● **EXERCISE REQUIREMENTS**: Lay out the rows from the line containing "Objective — one dot on each instance of the nose bridge" through the end of the records as a Markdown table with the columns Num and Line, where Num counts the lines from 1 and Line holds each one. Skip any blank lines.

[Data extracted from a collection]
# # # # #

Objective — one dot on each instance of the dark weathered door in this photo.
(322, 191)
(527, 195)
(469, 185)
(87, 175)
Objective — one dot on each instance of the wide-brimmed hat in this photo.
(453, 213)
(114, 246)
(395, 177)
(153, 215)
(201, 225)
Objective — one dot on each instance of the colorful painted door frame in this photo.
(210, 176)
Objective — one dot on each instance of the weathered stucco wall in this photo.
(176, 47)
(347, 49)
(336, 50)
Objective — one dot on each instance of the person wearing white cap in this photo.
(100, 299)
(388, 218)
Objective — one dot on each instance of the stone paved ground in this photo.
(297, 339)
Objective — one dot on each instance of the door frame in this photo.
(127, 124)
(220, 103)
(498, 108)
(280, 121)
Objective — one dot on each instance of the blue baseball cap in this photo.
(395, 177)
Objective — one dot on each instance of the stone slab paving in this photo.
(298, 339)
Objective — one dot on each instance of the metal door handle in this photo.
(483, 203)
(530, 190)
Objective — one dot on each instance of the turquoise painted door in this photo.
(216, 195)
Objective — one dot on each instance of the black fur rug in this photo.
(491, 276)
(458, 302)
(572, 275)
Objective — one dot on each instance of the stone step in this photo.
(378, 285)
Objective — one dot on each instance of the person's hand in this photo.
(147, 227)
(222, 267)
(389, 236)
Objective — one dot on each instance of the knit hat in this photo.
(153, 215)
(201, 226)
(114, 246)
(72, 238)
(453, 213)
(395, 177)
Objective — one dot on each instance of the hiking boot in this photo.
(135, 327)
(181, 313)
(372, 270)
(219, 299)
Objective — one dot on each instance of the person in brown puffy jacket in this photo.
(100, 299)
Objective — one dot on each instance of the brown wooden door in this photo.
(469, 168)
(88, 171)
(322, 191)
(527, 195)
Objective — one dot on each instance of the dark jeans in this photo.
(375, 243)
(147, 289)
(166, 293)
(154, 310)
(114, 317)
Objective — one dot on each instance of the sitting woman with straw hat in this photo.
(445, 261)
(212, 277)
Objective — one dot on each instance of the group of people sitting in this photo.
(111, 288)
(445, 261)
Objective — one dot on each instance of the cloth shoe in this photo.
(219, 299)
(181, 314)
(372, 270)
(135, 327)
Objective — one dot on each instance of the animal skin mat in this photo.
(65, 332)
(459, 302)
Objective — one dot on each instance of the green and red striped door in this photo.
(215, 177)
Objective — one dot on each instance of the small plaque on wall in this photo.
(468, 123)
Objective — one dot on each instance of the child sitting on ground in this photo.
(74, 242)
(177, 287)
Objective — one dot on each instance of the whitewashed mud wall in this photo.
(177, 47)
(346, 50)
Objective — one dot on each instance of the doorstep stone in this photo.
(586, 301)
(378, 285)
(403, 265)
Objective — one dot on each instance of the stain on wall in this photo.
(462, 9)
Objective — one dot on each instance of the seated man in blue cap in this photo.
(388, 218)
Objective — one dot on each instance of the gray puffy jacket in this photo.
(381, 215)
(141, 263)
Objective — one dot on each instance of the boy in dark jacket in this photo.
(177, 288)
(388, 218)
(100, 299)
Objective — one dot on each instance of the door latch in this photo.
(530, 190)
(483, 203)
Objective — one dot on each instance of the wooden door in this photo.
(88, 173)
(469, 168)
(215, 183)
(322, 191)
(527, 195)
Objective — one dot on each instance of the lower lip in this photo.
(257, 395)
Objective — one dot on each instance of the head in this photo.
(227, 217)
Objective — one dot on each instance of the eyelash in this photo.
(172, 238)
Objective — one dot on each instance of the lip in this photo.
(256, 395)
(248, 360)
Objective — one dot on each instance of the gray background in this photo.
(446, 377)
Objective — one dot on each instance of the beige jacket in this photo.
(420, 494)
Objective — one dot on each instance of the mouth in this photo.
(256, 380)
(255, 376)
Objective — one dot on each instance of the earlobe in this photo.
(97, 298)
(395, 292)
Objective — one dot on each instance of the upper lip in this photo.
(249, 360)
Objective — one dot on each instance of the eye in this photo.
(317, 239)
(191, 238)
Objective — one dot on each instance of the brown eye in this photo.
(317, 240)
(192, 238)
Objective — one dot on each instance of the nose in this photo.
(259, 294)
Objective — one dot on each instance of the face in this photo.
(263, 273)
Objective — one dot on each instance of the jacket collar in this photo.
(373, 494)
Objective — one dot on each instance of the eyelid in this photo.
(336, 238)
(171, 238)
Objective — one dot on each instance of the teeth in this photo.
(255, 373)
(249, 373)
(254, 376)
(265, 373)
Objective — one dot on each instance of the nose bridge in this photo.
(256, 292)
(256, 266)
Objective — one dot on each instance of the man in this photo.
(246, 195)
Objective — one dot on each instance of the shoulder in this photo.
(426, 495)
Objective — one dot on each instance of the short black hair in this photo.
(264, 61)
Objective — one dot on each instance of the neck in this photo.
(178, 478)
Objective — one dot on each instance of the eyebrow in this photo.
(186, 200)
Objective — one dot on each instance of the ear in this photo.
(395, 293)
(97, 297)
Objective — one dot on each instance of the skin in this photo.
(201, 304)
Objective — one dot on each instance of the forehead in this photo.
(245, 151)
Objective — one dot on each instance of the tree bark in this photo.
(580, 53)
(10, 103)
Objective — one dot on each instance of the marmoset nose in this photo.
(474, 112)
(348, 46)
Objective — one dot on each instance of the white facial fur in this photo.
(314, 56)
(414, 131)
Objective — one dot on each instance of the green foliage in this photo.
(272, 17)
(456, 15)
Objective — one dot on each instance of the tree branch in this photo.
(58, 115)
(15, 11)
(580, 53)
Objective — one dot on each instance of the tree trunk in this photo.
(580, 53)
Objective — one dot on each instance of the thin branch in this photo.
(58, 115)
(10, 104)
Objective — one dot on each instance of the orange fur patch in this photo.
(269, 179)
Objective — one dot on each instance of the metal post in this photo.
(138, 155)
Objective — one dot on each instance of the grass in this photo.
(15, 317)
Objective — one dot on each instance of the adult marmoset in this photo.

# # # # #

● **CORRECT RESULT**:
| Num | Line |
|---|---|
| 1 | Objective — one dot on each instance of the nose bridge in this photo. |
| 2 | (256, 292) |
| 3 | (256, 266) |
| 4 | Objective — one dot on each instance of the man in this photo. |
| 5 | (246, 195) |
| 6 | Objective — one dot on each instance of the shoulder in this photo. |
| 7 | (426, 495) |
| 8 | Objective — one dot on each instance of the short black hair in this photo. |
| 9 | (264, 61) |
| 10 | Objective — one dot on each instance of the neck in this photo. |
| 11 | (178, 478) |
| 12 | Objective — one dot on each instance of the eyebrow in this photo. |
| 13 | (186, 200) |
| 14 | Objective — one dot on each instance of the ear in this photo. |
| 15 | (395, 293) |
| 16 | (97, 297) |
| 17 | Objective — one dot on each instance of the skin in this photo. |
| 18 | (201, 304) |
| 19 | Objective — one dot on each instance of the forehead in this photo. |
| 20 | (245, 151) |
| 21 | Objective — one dot on each instance of the tree bark in this photo. |
| 22 | (580, 53) |
| 23 | (10, 103) |
| 24 | Objective — one dot on each instance of the marmoset nose in this photo. |
| 25 | (474, 112) |
| 26 | (348, 46) |
| 27 | Objective — one dot on each instance of the white facial fur in this photo. |
| 28 | (314, 56) |
| 29 | (414, 131) |
| 30 | Objective — one dot on each instance of the green foliage in this photo. |
| 31 | (272, 17) |
| 32 | (456, 15) |
| 33 | Objective — one dot on each instance of the tree branch in this photo. |
| 34 | (58, 115) |
| 35 | (15, 11) |
| 36 | (580, 53) |
| 37 | Objective — one dot on each instance of the tree trunk in this photo. |
| 38 | (580, 53) |
| 39 | Objective — one dot on each instance of the thin branch in this photo. |
| 40 | (58, 115) |
| 41 | (10, 104) |
| 42 | Objective — one dot on each instance of the orange fur patch in this photo. |
| 43 | (269, 179) |
| 44 | Objective — one dot on each instance of the metal post in this photo. |
| 45 | (138, 155) |
| 46 | Objective — one dot on each instance of the grass in this photo. |
| 47 | (15, 317) |
| 48 | Objective — one dot on each instance of the adult marmoset in this photo. |